YOUR OBJECTIVE
Reproduce only the lines that run from the line with "just wondering, can you pick out the perimeter" to the last line of the material, both ends included, exactly as they appear.

SOURCE DATA
■ ■ ■

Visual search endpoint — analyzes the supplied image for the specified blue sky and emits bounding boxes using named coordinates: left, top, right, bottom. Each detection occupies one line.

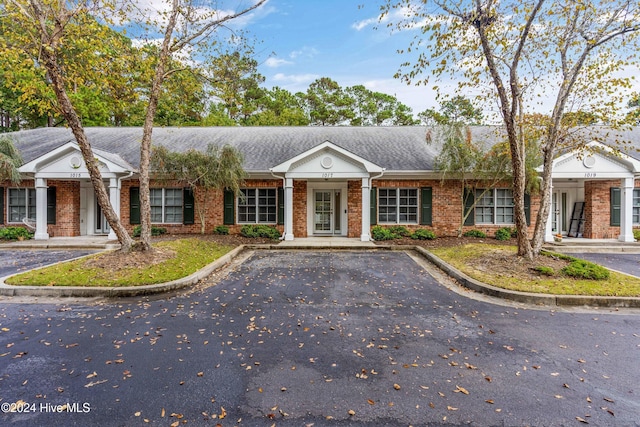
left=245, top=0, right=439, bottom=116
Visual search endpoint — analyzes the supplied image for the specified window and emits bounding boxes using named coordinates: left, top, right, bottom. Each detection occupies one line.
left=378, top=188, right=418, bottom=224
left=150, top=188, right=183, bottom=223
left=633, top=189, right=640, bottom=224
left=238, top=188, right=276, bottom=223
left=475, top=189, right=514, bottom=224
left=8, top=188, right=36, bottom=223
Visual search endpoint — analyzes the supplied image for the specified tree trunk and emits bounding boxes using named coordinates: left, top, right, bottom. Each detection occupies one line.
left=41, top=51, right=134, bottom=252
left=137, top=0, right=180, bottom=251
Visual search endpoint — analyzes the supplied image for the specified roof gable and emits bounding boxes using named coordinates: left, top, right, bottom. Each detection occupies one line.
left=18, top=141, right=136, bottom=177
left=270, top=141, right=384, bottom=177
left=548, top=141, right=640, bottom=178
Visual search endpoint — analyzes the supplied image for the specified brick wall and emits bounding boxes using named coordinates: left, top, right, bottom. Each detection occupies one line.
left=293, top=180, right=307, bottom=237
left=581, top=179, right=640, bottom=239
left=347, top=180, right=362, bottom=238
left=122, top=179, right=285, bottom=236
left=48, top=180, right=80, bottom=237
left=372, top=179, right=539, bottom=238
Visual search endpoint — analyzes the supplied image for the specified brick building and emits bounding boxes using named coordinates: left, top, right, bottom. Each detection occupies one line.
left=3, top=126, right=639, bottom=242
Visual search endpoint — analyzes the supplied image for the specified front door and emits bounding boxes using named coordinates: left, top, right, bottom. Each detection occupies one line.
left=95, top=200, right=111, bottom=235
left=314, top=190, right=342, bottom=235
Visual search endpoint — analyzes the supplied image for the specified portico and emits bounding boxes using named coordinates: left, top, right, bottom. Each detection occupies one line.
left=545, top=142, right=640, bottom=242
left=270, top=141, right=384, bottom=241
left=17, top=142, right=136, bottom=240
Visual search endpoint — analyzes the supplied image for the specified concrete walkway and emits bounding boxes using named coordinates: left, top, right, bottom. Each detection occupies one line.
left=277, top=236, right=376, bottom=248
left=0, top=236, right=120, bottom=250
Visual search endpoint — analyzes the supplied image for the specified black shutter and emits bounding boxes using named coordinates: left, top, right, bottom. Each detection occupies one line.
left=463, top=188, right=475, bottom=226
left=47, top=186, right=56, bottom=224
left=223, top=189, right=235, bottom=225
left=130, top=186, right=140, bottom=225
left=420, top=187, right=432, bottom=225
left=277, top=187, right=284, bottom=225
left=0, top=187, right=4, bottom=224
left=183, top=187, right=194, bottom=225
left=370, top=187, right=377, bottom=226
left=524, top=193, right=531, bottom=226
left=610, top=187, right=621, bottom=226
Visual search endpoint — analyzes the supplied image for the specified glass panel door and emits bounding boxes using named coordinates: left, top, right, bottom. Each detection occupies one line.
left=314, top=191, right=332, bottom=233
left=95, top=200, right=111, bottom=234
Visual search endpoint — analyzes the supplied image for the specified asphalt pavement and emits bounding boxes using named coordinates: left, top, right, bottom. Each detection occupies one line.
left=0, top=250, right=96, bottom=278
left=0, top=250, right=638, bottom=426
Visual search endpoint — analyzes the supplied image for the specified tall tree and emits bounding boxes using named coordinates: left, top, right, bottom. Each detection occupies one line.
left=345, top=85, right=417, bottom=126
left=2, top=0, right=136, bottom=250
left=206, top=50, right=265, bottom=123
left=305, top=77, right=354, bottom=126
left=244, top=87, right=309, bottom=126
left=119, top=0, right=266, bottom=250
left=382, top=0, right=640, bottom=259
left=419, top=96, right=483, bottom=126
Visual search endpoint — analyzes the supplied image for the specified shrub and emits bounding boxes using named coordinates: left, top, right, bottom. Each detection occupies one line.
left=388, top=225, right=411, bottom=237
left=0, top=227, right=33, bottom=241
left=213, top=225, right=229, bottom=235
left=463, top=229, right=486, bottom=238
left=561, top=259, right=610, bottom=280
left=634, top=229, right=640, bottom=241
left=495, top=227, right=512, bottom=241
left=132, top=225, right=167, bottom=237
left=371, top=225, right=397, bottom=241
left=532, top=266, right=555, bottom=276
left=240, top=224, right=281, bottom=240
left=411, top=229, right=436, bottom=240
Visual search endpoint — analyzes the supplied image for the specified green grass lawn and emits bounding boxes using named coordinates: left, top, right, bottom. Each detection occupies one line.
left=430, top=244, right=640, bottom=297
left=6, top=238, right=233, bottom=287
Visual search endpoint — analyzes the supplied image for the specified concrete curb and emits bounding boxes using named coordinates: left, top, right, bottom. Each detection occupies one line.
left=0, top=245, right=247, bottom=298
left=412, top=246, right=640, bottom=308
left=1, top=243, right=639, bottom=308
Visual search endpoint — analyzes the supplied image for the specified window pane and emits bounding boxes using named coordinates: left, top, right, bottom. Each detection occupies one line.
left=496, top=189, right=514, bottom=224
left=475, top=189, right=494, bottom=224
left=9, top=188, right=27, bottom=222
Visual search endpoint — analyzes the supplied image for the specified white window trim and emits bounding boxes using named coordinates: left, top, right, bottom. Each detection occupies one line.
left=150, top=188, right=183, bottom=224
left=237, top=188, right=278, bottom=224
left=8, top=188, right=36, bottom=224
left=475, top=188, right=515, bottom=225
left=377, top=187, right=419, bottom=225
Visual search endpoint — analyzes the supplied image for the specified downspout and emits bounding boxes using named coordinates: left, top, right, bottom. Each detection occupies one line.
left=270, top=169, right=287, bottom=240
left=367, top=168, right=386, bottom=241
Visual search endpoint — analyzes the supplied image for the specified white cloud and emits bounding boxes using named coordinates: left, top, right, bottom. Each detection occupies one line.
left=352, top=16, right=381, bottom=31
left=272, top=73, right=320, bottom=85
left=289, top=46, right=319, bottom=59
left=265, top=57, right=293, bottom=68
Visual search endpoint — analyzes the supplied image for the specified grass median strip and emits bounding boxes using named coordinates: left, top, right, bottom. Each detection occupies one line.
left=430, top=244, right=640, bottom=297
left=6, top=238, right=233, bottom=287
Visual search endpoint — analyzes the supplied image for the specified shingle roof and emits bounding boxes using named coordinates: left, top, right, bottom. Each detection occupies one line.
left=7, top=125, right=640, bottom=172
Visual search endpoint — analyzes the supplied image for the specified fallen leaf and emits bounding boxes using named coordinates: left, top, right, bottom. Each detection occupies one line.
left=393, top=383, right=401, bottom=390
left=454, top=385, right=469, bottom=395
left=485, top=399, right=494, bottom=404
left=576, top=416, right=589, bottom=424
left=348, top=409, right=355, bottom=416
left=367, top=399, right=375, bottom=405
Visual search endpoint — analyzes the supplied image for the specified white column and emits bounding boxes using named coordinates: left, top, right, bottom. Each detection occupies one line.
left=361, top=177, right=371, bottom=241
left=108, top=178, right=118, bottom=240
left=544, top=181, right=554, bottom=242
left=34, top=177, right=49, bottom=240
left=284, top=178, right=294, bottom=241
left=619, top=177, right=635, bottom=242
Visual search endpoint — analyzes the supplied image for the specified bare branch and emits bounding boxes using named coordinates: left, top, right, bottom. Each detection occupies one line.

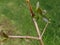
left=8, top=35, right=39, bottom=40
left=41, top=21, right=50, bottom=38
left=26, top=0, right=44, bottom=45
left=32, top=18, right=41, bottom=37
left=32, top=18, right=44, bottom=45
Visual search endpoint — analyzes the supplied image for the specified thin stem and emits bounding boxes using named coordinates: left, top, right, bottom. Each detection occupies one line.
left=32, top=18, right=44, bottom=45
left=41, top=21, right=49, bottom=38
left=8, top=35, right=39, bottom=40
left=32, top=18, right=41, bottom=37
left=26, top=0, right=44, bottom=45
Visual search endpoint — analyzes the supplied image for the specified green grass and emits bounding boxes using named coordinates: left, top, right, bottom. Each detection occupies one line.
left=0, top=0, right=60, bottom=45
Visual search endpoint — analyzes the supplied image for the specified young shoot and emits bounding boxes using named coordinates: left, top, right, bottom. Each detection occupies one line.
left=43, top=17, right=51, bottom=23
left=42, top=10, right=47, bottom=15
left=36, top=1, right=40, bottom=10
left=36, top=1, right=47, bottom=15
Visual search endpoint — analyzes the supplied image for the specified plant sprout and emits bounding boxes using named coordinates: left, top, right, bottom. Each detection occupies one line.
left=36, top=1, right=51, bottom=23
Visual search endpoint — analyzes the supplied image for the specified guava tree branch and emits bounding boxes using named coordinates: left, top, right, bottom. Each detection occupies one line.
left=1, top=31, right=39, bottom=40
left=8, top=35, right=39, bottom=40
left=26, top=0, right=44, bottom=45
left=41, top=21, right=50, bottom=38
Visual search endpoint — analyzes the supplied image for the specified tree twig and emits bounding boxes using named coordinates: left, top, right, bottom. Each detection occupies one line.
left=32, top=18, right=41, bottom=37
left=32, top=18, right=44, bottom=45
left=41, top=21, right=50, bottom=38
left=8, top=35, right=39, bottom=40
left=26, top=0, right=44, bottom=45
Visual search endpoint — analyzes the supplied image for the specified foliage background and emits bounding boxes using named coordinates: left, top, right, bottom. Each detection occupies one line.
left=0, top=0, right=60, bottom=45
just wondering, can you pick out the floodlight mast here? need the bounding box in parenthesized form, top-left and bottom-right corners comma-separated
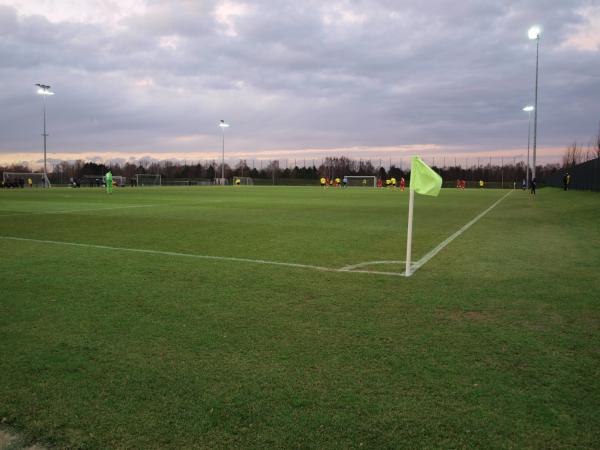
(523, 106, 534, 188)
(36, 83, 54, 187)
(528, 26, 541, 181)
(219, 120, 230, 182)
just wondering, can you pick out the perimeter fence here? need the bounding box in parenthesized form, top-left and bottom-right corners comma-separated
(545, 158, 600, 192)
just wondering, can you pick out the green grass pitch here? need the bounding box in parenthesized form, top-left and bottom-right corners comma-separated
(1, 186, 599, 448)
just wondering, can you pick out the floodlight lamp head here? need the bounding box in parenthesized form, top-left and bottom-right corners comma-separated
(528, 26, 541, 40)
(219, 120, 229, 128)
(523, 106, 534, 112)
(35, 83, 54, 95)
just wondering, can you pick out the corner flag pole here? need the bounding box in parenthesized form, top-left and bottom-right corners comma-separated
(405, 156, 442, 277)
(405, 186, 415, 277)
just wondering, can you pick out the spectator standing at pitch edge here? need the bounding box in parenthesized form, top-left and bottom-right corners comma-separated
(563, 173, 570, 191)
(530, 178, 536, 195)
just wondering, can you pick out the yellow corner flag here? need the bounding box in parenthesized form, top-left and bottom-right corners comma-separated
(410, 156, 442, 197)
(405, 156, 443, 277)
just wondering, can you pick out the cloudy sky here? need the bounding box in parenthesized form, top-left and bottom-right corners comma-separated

■ ■ ■

RESPONSE AREA
just wondering, can you pick out the perimeter fence here? need the bounding box in parenthesized form, top-left and bottom-right corners comma-separated
(545, 158, 600, 192)
just wondering, can you pick out the green grass pitch here? need the bounding box in parenthesized form, top-left and bottom-right corners comma-separated
(1, 186, 599, 448)
just wondering, can you pick out the floodlight lamp head here? need the bounding box in parenthesized form, top-left and bottom-right corners comma-separated
(528, 26, 541, 40)
(219, 120, 229, 128)
(523, 106, 534, 112)
(35, 83, 54, 95)
just wondering, can you pick out the corner flag pole here? need the bounding box in parenthesized form, top-left and bottom-right corners comma-separated
(405, 156, 442, 277)
(405, 186, 415, 277)
just wondering, can you pick out the spectator standing at pitch edge here? need the bounding box in parenthesized form, top-left and bottom-right corners comma-separated
(563, 173, 570, 191)
(530, 178, 536, 195)
just wondering, can you pick out the yellow corner flag here? need the bounding box in parenthesized form, top-left and bottom-right corners comma-separated
(410, 156, 442, 197)
(405, 156, 443, 277)
just wondering, can you pick out the cloudy sky here? need the bounding box in parenthesized form, top-left and bottom-right corners comma-separated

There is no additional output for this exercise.